SUPPLIED DATA Start Marker
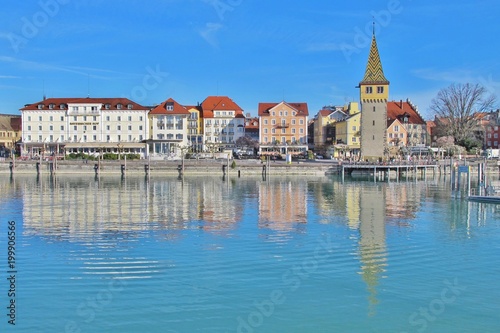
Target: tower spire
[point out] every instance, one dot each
(374, 73)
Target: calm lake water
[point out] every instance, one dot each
(247, 255)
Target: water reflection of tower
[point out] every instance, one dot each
(372, 247)
(282, 205)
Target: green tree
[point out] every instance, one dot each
(457, 106)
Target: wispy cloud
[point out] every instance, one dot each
(84, 71)
(460, 76)
(209, 33)
(452, 75)
(9, 77)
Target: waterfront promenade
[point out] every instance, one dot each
(188, 167)
(384, 170)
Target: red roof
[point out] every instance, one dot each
(176, 108)
(57, 102)
(325, 112)
(249, 124)
(219, 103)
(399, 110)
(301, 108)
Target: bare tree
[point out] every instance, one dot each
(457, 106)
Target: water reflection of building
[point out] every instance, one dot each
(85, 207)
(282, 204)
(372, 246)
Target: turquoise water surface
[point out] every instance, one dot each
(298, 254)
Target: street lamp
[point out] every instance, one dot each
(120, 146)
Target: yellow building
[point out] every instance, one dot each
(396, 135)
(347, 133)
(195, 128)
(283, 128)
(374, 94)
(324, 127)
(10, 133)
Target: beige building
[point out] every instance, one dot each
(324, 126)
(10, 133)
(283, 128)
(55, 126)
(195, 128)
(374, 94)
(223, 123)
(168, 129)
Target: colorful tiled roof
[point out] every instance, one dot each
(400, 110)
(10, 122)
(219, 103)
(301, 108)
(374, 73)
(176, 108)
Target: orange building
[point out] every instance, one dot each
(283, 128)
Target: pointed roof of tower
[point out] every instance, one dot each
(374, 72)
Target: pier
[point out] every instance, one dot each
(383, 170)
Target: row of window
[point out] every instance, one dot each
(283, 131)
(83, 138)
(222, 139)
(84, 108)
(224, 113)
(283, 140)
(495, 144)
(7, 135)
(283, 113)
(85, 118)
(169, 136)
(369, 90)
(283, 122)
(85, 127)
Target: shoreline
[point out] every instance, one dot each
(191, 167)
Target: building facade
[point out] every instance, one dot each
(168, 130)
(195, 128)
(374, 94)
(10, 133)
(283, 128)
(415, 126)
(56, 126)
(223, 123)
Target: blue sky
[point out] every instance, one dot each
(251, 50)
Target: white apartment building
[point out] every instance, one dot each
(168, 130)
(223, 122)
(88, 125)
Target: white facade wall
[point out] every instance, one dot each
(84, 123)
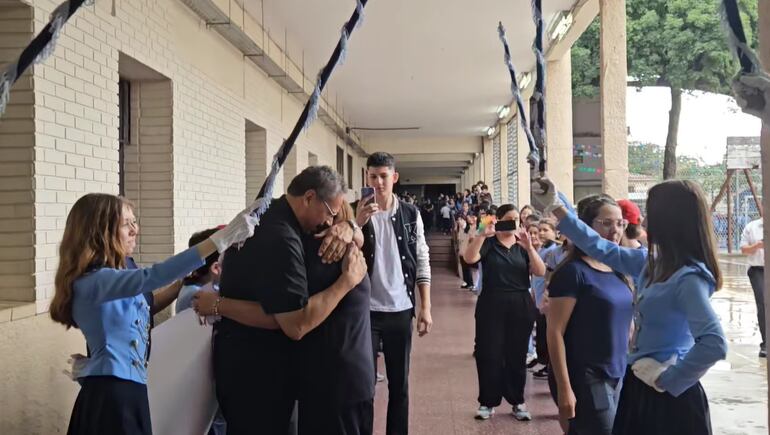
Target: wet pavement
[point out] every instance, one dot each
(737, 387)
(443, 374)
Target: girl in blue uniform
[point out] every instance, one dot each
(97, 293)
(677, 335)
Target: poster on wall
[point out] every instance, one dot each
(180, 382)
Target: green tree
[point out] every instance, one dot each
(679, 44)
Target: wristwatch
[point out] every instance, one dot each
(353, 224)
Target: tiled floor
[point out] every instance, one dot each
(443, 384)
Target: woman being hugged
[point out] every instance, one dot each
(677, 335)
(100, 291)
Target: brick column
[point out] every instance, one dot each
(613, 72)
(559, 123)
(17, 168)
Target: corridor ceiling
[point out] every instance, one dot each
SUPPLIED DATA End Marker
Answer with the exact lines running from the one that contains "Target: tiled floor" through the last line of the data. Include no other line.

Target: tiled floor
[point out] every instance, one dot each
(443, 384)
Target: woman being hugged
[point out] every instance, one dot each
(677, 335)
(100, 291)
Target: brick column
[point out] every instance, one dot each
(613, 72)
(559, 123)
(17, 168)
Target: corridor ceiling
[point out] every instance, one dot each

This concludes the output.